ASSIGNED TASK 1
From the AIDS poster article, list every question the interviewer puts to Atwater.
ASSIGNED TASK 2
According to the AIDS poster article, why did Atwater find the orange condom poster so striking? Answer in one to three sentences.
ASSIGNED TASK 3
Please retype the part of the AIDS poster article that starts at "Why is this" and ends at "I don't know.".

Meet the 85-year-old doctor responsible for the largest collection of AIDS posters and view 30 historic images from all over the world
Dr. Edward Atwater didn't realize it then but he wasn't just amassing ephemera when he began assembling the world's largest collection of AIDS posters decades ago. He was documenting 30 years of medical, social, and visual history.
More than 6,200 posters in 60 languages from 100-plus countries later, the retired 85-year-old physician is now sharing these artifacts through an online catalog produced by the University of Rochester, where he worked most of his life as a professor of medicine. Though some of these prints had been exhibited at the Brooklyn Museum of Art and other sites, this is the first time the collection is available to the public in its entirety -- or at least that's the end goal as fewer than 2,000 have been uploaded thus far.
In the gallery below, witness the evolution of AIDS rhetoric in the 30 years since the discovery of HIV. Then, in the very candid Q&A with Atwater that follows, read about the challenges he faced as a doctor and collector, and how figures like former Surgeon General C. Everett Koop and President Reagan shaped the messages of these iconic posters, whether they liked it or not.
What prompted you to collect AIDS posters?
I saw an orange poster that showed two disembodied hands opening a condom wrapper when I was riding the red line, the one that runs from true Boston to Harvard. I thought that was remarkable. It was about 1990, and, when I was in medical school 35 years earlier, it was illegal to teach anything about contraception. The one lecture we had, I recall vividly, they made a lot of hoop-de-doo. We closed the doors and acted as if the police were about to raid the place. In those days, that was illegal and forbidden, and so I thought that poster was really striking. I went home, called the public health department, and said, "Could you send me some of these posters?" And they did. That's how I started.
I thought it was a very interesting, important type of ephemera. I very soon learned that they weren't important as a history of medicine. They were far more important as social history. If you look at a whole lot of the posters, you will see how different countries approached the subject. Here you're dealing with a new disease, dealing with the closeted subject of sex, and it was really amazing to see the variation from country to country and even from groups within a country. To me, that's by far the most striking thing about the collection.
Generally speaking, in the United States, the posters were less interesting because they had to be neutral. They had to be careful not to offend some group or some sensibility so the best American posters were usually put up by private organizations. Abroad, that wasn't quite as true. There were some good ones that the CDC put out. One shows a young woman sitting on a chair dressed from the waist down, her legs are crossed, and it says, "A sure way not to get AIDS." Another one, my children's favorite, shows a young man and woman necking through the back window of a car. It says, "Vanessa was in a fatal car accident last night. Only she doesn't know it yet."
But in Iceland, they had a couple posters with dozens of prominent entertainers and political figures doing something silly with a condom. Can you imagine Barbara Bush doing something silly with a condom on a poster? It shows what people in Iceland were willing to do [for the cause] that people here I don't think were willing to do. I don't think Barbara Bush would feel comfortable doing something silly with a condom. I'm sure Mrs. Reagan wouldn't. The point is, generally, in Europe they're more open.
About what?
About sex and condoms. And about what people actually do in life as opposed to keeping it all under wraps as we used to.
Why is this collection important for people to see now?
Well, I'm not sure it's necessary for people to see it. I think the reason they're promoting it right now is because it's the 30th anniversary. It's just something that the University [of Rochester] acquired and probably wants to get some notice for. I don't know.

RECORDED DATA
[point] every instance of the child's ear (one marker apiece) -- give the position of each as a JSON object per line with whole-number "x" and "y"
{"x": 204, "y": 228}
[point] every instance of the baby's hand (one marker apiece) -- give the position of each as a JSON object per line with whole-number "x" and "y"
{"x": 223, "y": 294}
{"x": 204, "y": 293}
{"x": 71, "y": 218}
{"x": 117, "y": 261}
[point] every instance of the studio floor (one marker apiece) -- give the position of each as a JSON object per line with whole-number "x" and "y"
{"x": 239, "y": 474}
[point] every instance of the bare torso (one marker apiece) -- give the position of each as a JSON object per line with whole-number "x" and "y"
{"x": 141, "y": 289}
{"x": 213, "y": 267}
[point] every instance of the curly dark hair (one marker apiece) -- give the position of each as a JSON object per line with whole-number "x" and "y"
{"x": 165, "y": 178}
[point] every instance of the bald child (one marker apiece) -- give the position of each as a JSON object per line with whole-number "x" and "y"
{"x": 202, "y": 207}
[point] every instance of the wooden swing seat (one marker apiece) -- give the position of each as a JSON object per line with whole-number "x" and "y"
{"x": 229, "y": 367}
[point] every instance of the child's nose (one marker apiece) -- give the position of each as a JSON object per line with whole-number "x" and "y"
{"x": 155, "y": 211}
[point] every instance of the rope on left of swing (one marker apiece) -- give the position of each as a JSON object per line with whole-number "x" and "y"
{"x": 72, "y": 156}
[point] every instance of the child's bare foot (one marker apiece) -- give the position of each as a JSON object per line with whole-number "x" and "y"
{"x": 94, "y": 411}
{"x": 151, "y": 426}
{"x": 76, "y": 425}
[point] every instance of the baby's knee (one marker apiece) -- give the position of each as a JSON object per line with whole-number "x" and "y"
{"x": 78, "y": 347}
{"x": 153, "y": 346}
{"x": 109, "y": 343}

WRITTEN RESPONSE 1
- What prompted you to collect AIDS posters?
- About what?
- Why is this collection important for people to see now?

WRITTEN RESPONSE 2
When he was in medical school about 35 years before seeing it, teaching anything about contraception was illegal and forbidden. The one lecture on the subject was held behind closed doors, as if the police were about to raid the place.

WRITTEN RESPONSE 3
Why is this collection important for people to see now?
Well, I'm not sure it's necessary for people to see it. I think the reason they're promoting it right now is because it's the 30th anniversary. It's just something that the University [of Rochester] acquired and probably wants to get some notice for. I don't know.